SOURCE EXCERPT ->
· · ·
The current stays flowing in the same direction. It's the voltage that changes, to form an arc across the switch if necessary, to 'try to' keep the current flowing at its previous value.

The simple equation $V(t)=L\frac{di}{dt}$ shows us that if the current tries to change value in zero time, the voltage will be infinite. In practice, a very small time for the change generates a very large voltage.

• Is it possible to show it mathematically? I mean a formula for the current so that we can see in such equation to keep the current constant V must go to infinity ect? – pnatk Feb 20 '18 at 10:54
• @panicattack yes – Neil_UK Feb 20 '18 at 11:07
• Very large NEGATIVE voltage.... – Trevor_G Feb 20 '18 at 13:30

During the switch is closed, the current flows in steady state from the upper terminal of the inductor to the lower terminal of the inductor. But the moment the switch is opened the current "wants" to flow the opposite direction.

Your learning is flawed. Current continues to flow in the same direction until all the magnetic energy in the inductor is depleted by the generation of a spark across the switch.

It's the voltage across the inductor that reverses in order to try and keep the same current flowing.

How can we relate this and the formula V(t) = L (di/dt) to explain what is happening more clearly?
· · ·
Reproduce the inductor passage from the words "The simple equation" through "very large voltage.", updating "infinite" to "unbounded".

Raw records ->
· · ·
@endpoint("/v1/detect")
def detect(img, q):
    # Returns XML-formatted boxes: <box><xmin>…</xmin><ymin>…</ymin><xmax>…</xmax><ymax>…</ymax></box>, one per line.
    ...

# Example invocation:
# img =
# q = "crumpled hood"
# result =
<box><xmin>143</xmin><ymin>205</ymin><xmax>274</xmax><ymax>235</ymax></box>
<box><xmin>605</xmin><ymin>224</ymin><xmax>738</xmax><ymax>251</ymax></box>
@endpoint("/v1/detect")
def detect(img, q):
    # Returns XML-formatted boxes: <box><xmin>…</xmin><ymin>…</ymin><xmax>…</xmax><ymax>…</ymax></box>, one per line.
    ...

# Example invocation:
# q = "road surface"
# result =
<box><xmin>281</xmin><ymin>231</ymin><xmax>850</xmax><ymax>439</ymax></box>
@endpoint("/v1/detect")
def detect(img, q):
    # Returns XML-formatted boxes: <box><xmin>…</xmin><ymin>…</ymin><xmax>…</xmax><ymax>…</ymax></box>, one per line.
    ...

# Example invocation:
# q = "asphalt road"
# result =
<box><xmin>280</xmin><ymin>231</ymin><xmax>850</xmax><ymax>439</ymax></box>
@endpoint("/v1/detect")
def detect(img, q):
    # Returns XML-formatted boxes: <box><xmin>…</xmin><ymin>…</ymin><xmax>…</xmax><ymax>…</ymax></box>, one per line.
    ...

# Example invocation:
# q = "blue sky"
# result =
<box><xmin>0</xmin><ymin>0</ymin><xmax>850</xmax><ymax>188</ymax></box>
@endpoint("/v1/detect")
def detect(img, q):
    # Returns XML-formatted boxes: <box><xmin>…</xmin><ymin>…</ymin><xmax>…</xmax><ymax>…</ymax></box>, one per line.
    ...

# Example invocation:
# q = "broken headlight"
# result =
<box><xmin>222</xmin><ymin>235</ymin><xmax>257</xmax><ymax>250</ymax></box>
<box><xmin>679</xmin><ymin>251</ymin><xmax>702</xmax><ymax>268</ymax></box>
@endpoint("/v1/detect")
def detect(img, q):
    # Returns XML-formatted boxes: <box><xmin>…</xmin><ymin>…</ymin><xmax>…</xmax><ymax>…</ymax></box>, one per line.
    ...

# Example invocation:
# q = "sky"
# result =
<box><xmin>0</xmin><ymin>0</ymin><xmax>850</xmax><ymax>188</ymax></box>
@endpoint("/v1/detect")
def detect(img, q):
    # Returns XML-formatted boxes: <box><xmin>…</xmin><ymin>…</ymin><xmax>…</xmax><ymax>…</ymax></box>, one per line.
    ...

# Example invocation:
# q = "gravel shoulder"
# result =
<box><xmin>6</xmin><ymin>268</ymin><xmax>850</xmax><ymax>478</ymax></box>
· · ·
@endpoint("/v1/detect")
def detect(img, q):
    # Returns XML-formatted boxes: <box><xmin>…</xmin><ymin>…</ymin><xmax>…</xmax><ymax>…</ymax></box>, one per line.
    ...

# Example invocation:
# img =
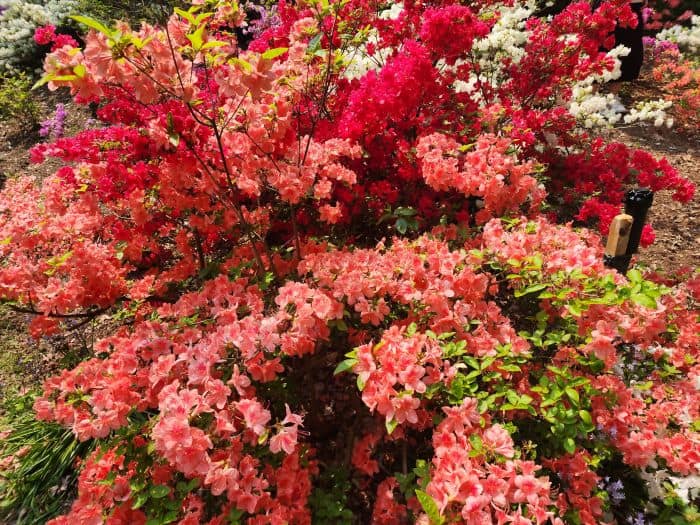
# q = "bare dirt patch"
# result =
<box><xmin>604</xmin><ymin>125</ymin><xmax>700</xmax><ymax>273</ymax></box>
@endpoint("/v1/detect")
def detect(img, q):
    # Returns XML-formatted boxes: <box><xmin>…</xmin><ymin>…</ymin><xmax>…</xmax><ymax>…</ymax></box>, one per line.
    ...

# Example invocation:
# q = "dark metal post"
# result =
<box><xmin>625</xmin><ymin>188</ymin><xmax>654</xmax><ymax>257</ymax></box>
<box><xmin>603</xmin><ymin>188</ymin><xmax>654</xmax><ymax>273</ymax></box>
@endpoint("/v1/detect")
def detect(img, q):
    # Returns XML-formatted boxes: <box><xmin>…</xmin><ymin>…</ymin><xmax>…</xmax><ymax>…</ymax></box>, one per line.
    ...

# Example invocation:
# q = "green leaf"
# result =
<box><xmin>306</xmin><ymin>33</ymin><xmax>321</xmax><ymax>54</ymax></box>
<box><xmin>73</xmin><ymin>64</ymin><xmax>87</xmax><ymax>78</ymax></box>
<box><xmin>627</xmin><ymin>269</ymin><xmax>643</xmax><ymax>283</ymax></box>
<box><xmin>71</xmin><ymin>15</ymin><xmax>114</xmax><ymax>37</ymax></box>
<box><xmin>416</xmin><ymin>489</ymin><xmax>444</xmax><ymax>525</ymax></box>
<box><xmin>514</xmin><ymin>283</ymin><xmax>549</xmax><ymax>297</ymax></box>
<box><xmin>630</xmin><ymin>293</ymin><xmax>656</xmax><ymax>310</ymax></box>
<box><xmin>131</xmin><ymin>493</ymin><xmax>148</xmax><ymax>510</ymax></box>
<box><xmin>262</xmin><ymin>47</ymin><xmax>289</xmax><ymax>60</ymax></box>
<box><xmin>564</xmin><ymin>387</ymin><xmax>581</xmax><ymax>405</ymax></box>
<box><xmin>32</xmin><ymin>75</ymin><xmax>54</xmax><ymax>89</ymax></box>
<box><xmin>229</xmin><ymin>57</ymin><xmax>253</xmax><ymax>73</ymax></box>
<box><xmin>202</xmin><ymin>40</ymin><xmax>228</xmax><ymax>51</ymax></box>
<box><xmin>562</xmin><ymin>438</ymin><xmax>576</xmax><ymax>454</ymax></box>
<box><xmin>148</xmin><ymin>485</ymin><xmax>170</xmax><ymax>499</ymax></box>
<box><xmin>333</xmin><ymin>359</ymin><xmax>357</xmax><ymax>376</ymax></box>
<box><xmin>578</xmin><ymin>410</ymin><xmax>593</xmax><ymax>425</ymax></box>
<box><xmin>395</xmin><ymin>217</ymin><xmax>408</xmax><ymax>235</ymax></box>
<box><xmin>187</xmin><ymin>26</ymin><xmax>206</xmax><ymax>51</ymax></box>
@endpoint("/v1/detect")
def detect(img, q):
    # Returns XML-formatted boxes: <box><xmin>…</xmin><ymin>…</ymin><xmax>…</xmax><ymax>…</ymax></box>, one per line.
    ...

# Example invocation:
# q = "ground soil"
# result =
· · ·
FINAL RESULT ->
The simple equation $V(t)=L\frac{di}{dt}$ shows us that if the current tries to change value in zero time, the voltage will be unbounded. In practice, a very small time for the change generates a very large voltage.